#### STORED RECORDS

- - - - - - -

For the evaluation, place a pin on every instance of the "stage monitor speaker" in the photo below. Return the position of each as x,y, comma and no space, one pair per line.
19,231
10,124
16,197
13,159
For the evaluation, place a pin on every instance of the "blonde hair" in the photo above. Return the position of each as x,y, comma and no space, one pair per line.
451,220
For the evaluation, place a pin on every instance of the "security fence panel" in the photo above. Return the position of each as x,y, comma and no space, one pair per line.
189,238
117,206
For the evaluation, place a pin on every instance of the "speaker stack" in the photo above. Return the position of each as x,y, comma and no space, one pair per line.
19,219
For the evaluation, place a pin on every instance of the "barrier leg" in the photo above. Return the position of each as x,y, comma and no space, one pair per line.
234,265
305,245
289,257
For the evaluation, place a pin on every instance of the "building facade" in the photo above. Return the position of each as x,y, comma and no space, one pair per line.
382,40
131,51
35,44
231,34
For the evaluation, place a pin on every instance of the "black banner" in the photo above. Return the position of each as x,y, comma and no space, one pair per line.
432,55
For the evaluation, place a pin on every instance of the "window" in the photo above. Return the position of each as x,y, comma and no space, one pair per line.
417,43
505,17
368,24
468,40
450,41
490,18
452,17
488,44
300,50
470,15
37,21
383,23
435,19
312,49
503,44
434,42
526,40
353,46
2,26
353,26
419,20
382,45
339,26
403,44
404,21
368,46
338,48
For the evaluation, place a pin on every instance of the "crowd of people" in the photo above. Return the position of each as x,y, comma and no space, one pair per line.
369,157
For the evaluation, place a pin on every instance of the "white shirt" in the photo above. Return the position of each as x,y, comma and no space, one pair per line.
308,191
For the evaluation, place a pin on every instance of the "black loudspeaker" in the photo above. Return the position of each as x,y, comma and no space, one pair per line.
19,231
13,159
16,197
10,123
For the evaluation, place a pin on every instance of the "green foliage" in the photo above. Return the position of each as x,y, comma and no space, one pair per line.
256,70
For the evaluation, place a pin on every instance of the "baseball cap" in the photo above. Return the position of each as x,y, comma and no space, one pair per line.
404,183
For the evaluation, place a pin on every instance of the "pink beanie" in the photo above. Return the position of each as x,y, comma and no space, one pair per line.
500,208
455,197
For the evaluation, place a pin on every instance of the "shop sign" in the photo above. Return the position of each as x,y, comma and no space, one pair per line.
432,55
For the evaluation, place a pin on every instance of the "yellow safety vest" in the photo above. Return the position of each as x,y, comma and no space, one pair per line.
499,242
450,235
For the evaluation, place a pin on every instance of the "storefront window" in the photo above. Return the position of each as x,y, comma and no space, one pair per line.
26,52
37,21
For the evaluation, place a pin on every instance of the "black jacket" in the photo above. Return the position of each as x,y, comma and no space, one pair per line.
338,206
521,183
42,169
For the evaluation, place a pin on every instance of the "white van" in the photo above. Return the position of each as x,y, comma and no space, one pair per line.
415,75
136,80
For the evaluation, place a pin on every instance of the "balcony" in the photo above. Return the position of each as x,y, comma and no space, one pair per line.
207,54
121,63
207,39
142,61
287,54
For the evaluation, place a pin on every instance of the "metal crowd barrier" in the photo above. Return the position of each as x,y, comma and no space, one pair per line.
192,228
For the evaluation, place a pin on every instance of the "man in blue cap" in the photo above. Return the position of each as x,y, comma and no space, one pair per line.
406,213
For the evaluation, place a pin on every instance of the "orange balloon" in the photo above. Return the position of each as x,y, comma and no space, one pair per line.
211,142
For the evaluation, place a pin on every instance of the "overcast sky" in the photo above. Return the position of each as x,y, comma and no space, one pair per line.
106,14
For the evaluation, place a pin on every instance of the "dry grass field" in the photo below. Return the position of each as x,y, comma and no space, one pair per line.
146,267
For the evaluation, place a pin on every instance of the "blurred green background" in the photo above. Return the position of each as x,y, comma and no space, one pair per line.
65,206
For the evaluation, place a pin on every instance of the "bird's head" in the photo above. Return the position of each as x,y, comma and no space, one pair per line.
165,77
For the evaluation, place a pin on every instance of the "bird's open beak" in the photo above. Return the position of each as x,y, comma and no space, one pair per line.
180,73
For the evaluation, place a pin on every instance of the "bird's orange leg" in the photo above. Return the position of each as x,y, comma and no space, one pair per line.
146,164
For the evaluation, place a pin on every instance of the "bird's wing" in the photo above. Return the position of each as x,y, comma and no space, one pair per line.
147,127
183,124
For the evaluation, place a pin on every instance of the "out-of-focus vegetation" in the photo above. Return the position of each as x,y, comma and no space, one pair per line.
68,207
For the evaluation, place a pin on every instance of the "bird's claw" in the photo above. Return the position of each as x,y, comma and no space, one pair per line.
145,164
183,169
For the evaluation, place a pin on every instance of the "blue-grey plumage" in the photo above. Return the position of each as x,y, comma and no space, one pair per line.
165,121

- - - - - - -

#### WHAT YOU ARE ASKED TO DO
Repeat the records above exactly as they appear.

#### WRITTEN RESPONSE
For the evaluation, place a pin on every instance of the "stage monitor speaker" in the photo below. Return the position of each as x,y, comma and no space, one pair per line.
19,231
10,124
16,197
13,159
For the evaluation, place a pin on every instance of the "blonde hair" in the photo above. Return the position of each as x,y, comma and no space, one pair per line.
451,220
For the evaluation, place a pin on every instance of the "security fence panel" in the photo above. Return the position of each as x,y, comma and no space, one pair per line.
189,238
117,206
For the evaluation, place a pin on every instance of the "speaker stack" in the photo above. Return the position of each as x,y, comma and no space, one pair per line.
19,219
For the evaluation, place a pin on every instance of the "barrier leg" in the photo above. Return the position of each as x,y, comma and no space, one pair per line.
234,265
305,245
289,257
For the evaluation, place a pin on every instance of the "building facade" in the photo above. Return the position of each as x,y, comma and no space, one pair per line.
382,40
131,51
35,44
231,34
For the evaluation, place a pin on every instance of the "black banner" in the photo above. Return the position of each as x,y, comma and no space, one pair per line.
432,55
For the evaluation, place a pin on every instance of the "window" in the photo above. Return the position of each as x,y, comma and no space, one pair per line.
417,43
505,17
368,24
468,40
450,41
490,18
452,17
488,44
300,50
470,15
37,21
383,23
435,19
312,49
503,44
434,42
526,40
353,46
2,26
353,26
419,20
382,45
339,26
403,44
404,21
368,46
338,48
For the evaluation, place a pin on every instance of the "crowd of people" in the photo above. Return the position of each as x,y, comma and no space, one pair per line.
369,157
For the evaluation, place a pin on every instance of the "white shirt" in the photo above. Return the position of each as x,y, comma and no space, one pair per line.
308,191
For the evaluation, place a pin on every instance of the "black loudspeaker" in the photo above. Return the position of each as x,y, comma and no space, one pair per line.
19,231
13,159
16,197
10,123
For the evaluation, place a pin on every instance of the "green foliage" in the photo above. Return the position of each as x,y, comma and no space, one pair per line.
256,70
For the evaluation, place a pin on every instance of the "baseball cap" in the photo above. Return the position of each as x,y, comma and no space, one pair per line.
404,183
For the evaluation, place a pin on every instance of the "pink beanie" in the photo above. Return the position of each as x,y, comma and no space, one pair per line.
500,208
455,197
For the evaluation, place a pin on every instance of the "shop sign" in the photo above. Return the position of each as x,y, comma and no space, one pair per line.
432,55
For the evaluation, place a pin on every instance of the "yellow safety vest" in the photo above. Return the position of each as x,y, comma and no space, one pair per line.
499,242
450,235
For the evaluation, place a pin on every instance of the "storefront window" in the photo above. Return the position of each as x,y, comma and no space, one pair per line.
26,52
37,21
For the evaluation, place a pin on every instance of the "black jacket" in the photo above. Return the position of each as x,y, comma and no space, one pair per line.
338,206
521,183
42,169
For the evaluation, place a pin on every instance of the "white van" in the photo above. Return the position of each as x,y, comma and no space, one pair per line.
415,75
136,80
For the evaluation, place a pin on every instance of the "balcony" in the photo above. Return the position of each as x,y, comma and no space, one pair per line.
207,54
121,63
207,39
142,61
287,54
For the evaluation, place a pin on every instance of the "metal crowd barrier" in the photo above. Return the position of each as x,y, comma and no space, one pair per line.
192,228
For the evaluation, place a pin on every instance of the "man in blue cap" in the photo above. Return the position of each as x,y, comma and no space, one pair per line.
406,213
For the evaluation, place a pin on every instance of the "orange balloon" in the photo above. Return the position of each as x,y, comma and no space, one pair per line.
211,142
For the evaluation, place a pin on every instance of the "overcast sky" in the photo above. Return the position of each as x,y, comma and no space, one pair per line.
106,14
For the evaluation, place a pin on every instance of the "dry grass field" in the photo below. Return the position of each as x,y, comma and no space, one pair per line.
146,267
For the evaluation, place a pin on every instance of the "blurred green background" in the photo above. Return the position of each as x,y, comma and no space, one pair per line.
65,206
For the evaluation, place a pin on every instance of the "bird's head" in the photo above. Return the position of each as x,y, comma and no space, one pair per line.
165,77
For the evaluation, place a pin on every instance of the "bird's open beak" in the photo above. Return the position of each as x,y, comma and no space, one pair per line.
180,73
For the evaluation, place a pin on every instance of the "bird's orange leg" in the photo above. Return the position of each as x,y, comma and no space, one pair per line.
146,164
For the evaluation, place a pin on every instance of the "bird's wing" in the photo above. Return the position of each as x,y, comma and no space, one pair per line.
147,127
183,124
For the evaluation, place a pin on every instance of the "out-of-focus vegetation" in the photo above. Return the position of each as x,y, comma and no space, one pair per line.
68,207
For the evaluation, place a pin on every instance of the "bird's claw" in the photo above. Return the position of each as x,y, comma and no space, one pair per line.
145,164
183,169
For the evaluation, place a pin on every instance of the "blue-grey plumage" in the photo above. Return the position of each as x,y, comma and no space, one pair per line.
165,121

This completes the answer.